* [ASSIGNED TASK]
With the pictures omitted, transcribe each line below exactly as it is.
━━━━━ EXERCISE MATERIAL ━━━━━
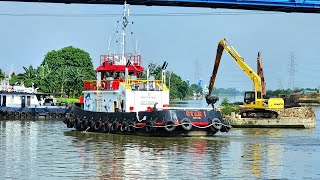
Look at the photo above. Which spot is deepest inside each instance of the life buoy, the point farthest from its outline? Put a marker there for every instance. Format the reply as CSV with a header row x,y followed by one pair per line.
x,y
54,115
77,123
11,113
105,127
69,123
5,113
29,114
61,115
226,126
186,124
216,124
9,89
90,124
36,114
114,126
132,127
17,113
83,124
97,126
23,114
169,126
150,126
47,115
124,127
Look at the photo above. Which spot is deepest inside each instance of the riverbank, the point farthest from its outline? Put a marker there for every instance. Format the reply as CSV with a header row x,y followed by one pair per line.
x,y
297,117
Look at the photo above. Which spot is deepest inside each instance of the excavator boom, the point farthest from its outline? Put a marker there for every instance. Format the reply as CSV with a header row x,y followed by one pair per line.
x,y
260,74
239,60
254,104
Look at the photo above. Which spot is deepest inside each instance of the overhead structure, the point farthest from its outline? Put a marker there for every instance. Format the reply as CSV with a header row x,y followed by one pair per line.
x,y
302,6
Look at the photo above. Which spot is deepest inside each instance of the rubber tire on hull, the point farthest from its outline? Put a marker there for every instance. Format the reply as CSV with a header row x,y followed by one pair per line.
x,y
69,123
169,126
114,126
216,124
97,126
132,127
186,124
124,127
105,127
150,126
225,127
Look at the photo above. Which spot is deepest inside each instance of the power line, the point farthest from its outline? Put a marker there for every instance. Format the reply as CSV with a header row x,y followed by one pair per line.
x,y
137,15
━━━━━
* [ANSWER BOX]
Look at the photo above. Which spot is deepest inside each instance of the life buoy, the point farthest from its outline? Put a marker there for every instance. Format the reply as CSV with a header row x,y followed by one pair per line.
x,y
54,115
77,123
11,113
105,127
69,123
5,113
29,114
61,115
226,126
186,124
216,124
9,89
90,124
36,114
114,126
132,127
17,113
83,124
97,126
23,114
169,126
150,126
47,115
124,127
Look at the photo above. Which spot is deepest inside each instance of the riverbank, the point farthest from its outline? Put a marker there for every instance. Format the reply as CSV with a header row x,y followed by one pair per line.
x,y
297,117
Look at the photo above. Which spot is deepest inside each instance of the excavator boom, the point farthest from its outline? Put a marker there for every instance. Format the reply as CSV with a header row x,y followed by one pair per line.
x,y
260,74
239,60
254,104
Look at the photo above. Which spot is deepest inside each instance of the overhead structure, the point farthest from its outline? Put a marker there for every instance. Format the reply as CSV with a header row x,y followed by one pair per line.
x,y
302,6
Look at the photo above. Which spot is deepest inside each instance of the rubber tire on hull, the point farthest from its outline? Put a marker there for every instance. Format the reply as CSV with a header row x,y followed by one pair per line.
x,y
69,123
169,126
114,126
216,124
97,126
132,127
186,124
124,127
105,127
150,126
225,127
Look at the photo above. Which spot is deepest inside each instance of the power line, the point farthest from its outline? Put a marker there for every instance. Format the reply as CSV with a header row x,y followed by one pair per line.
x,y
137,15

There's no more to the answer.